== DATASET EXCERPTS ==
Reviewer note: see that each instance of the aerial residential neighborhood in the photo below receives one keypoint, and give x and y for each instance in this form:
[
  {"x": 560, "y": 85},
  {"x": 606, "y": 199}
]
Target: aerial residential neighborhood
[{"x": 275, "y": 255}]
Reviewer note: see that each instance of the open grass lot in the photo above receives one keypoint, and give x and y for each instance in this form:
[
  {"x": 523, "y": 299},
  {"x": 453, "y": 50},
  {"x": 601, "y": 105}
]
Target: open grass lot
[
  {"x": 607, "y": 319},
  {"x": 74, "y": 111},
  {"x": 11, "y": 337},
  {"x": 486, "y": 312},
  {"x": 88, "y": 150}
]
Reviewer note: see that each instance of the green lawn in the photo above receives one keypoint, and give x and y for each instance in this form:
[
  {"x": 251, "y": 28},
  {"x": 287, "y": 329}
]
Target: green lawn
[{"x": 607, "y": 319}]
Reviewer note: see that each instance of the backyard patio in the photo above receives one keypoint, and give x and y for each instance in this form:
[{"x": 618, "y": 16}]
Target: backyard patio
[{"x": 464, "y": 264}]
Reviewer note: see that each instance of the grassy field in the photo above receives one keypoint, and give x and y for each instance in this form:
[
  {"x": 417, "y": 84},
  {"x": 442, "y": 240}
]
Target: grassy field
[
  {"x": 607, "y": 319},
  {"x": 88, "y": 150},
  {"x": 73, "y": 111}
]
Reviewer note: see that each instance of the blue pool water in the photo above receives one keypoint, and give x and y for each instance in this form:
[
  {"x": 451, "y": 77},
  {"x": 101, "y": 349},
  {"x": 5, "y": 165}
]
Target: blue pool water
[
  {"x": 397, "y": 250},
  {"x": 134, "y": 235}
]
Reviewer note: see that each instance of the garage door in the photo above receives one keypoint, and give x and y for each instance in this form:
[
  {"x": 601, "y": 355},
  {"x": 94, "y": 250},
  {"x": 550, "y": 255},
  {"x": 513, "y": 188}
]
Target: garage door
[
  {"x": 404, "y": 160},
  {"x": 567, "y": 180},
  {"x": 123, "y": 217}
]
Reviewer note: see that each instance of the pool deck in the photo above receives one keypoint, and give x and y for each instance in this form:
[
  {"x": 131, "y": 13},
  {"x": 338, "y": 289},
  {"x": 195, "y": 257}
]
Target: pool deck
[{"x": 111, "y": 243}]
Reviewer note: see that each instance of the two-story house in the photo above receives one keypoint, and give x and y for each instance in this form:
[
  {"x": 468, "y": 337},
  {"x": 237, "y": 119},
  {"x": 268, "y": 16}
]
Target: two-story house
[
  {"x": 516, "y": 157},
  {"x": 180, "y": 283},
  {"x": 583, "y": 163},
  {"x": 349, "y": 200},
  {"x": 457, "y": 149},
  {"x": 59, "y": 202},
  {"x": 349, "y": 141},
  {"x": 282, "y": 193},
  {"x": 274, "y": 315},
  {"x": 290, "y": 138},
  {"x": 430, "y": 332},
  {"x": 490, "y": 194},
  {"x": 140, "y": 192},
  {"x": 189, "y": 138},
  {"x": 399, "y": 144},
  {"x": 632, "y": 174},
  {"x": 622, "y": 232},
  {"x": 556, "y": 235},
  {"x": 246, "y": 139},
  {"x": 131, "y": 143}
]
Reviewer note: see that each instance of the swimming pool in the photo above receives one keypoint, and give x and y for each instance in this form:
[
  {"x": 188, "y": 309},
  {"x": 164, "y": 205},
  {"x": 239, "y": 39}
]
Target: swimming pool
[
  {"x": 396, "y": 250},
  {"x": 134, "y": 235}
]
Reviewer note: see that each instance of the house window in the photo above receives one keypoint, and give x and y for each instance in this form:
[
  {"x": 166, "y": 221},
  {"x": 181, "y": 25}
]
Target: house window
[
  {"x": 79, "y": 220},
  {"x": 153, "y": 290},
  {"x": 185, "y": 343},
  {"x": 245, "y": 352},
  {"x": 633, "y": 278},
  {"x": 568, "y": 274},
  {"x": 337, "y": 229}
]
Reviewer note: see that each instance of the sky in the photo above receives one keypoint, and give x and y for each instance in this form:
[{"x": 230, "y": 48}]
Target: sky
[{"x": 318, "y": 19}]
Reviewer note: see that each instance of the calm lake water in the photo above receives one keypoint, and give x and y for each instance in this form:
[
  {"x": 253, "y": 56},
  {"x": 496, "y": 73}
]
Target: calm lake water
===
#### TASK STATEMENT
The answer must be the full listing, repeated word for word.

#### REPLY
Reviewer note: see that each instance of the aerial residential neighborhood in the photo below receives one keypoint, and give x and y for each instance in this form:
[
  {"x": 560, "y": 85},
  {"x": 606, "y": 199}
]
Target: aerial residential neighborhood
[{"x": 275, "y": 255}]
Reviewer note: see that each instance of the open grass lot in the photo above receives one keypoint, and give x and y for each instance in this form:
[
  {"x": 523, "y": 299},
  {"x": 453, "y": 50},
  {"x": 601, "y": 105}
]
Target: open grass lot
[
  {"x": 607, "y": 319},
  {"x": 74, "y": 111},
  {"x": 11, "y": 337},
  {"x": 486, "y": 312},
  {"x": 88, "y": 150}
]
Reviewer note: see that each instance of the green lawn in the photo above receives one keypoint, and give x and y for each instance in this form:
[
  {"x": 251, "y": 28},
  {"x": 287, "y": 329}
]
Target: green lawn
[{"x": 607, "y": 319}]
Reviewer note: see that each instance of the backyard patio in the photo above receives one keypoint, and give x and y for each instance in this form:
[{"x": 618, "y": 16}]
Target: backyard patio
[{"x": 464, "y": 264}]
Reviewer note: see that each instance of the grassy field in the photo above receives one keypoint, and give x and y for each instance in this form:
[
  {"x": 417, "y": 84},
  {"x": 442, "y": 240}
]
Target: grassy field
[
  {"x": 607, "y": 319},
  {"x": 88, "y": 150},
  {"x": 73, "y": 111}
]
Reviewer note: see that each instance of the blue pool water in the photo above receives one keypoint, and give x and y for each instance in this form:
[
  {"x": 451, "y": 77},
  {"x": 101, "y": 349},
  {"x": 5, "y": 165}
]
Target: blue pool water
[
  {"x": 397, "y": 250},
  {"x": 134, "y": 235}
]
Reviewer note: see that each instance of the garage door in the photo above receives one keypoint, and give x and y for each instance in this form:
[
  {"x": 601, "y": 355},
  {"x": 94, "y": 250},
  {"x": 550, "y": 255},
  {"x": 513, "y": 188}
]
Target: garage door
[
  {"x": 404, "y": 160},
  {"x": 567, "y": 180},
  {"x": 123, "y": 217}
]
Reviewer note: see that each instance of the pool deck in the photo above receives one keypoint, and give x and y for each instance in this form:
[
  {"x": 131, "y": 13},
  {"x": 338, "y": 289},
  {"x": 195, "y": 257}
]
Target: pool deck
[{"x": 111, "y": 243}]
Reviewer note: see that each instance of the two-story house in the photo above receives one keypoint, and give x and y for each instance in this form:
[
  {"x": 468, "y": 337},
  {"x": 237, "y": 119},
  {"x": 268, "y": 16}
]
Target: two-story house
[
  {"x": 516, "y": 157},
  {"x": 180, "y": 283},
  {"x": 583, "y": 163},
  {"x": 349, "y": 200},
  {"x": 457, "y": 149},
  {"x": 59, "y": 202},
  {"x": 349, "y": 141},
  {"x": 282, "y": 193},
  {"x": 274, "y": 315},
  {"x": 290, "y": 138},
  {"x": 430, "y": 332},
  {"x": 490, "y": 194},
  {"x": 140, "y": 192},
  {"x": 189, "y": 138},
  {"x": 399, "y": 144},
  {"x": 632, "y": 174},
  {"x": 622, "y": 232},
  {"x": 556, "y": 235},
  {"x": 246, "y": 139},
  {"x": 131, "y": 143}
]
Reviewer note: see that each instance of the swimming pool in the photo above receives one keypoint, and give x and y for each instance in this form:
[
  {"x": 188, "y": 309},
  {"x": 164, "y": 205},
  {"x": 239, "y": 39}
]
Target: swimming pool
[
  {"x": 396, "y": 250},
  {"x": 134, "y": 235}
]
Reviewer note: see that each instance of the house window in the photo above receives one keypoint, and give x and y for each instance in this form:
[
  {"x": 166, "y": 221},
  {"x": 181, "y": 25}
]
Target: house window
[
  {"x": 79, "y": 220},
  {"x": 153, "y": 290},
  {"x": 185, "y": 343},
  {"x": 245, "y": 352},
  {"x": 633, "y": 278},
  {"x": 568, "y": 274},
  {"x": 337, "y": 229}
]
Reviewer note: see that each instance of the sky in the photo above receives one keypoint, and give x and y for each instance in this form:
[{"x": 230, "y": 48}]
Target: sky
[{"x": 318, "y": 19}]
Reviewer note: see that each instance of the calm lake water in the photo above receives one keypoint, and give x and y for each instance in this form:
[
  {"x": 253, "y": 56},
  {"x": 496, "y": 73}
]
Target: calm lake water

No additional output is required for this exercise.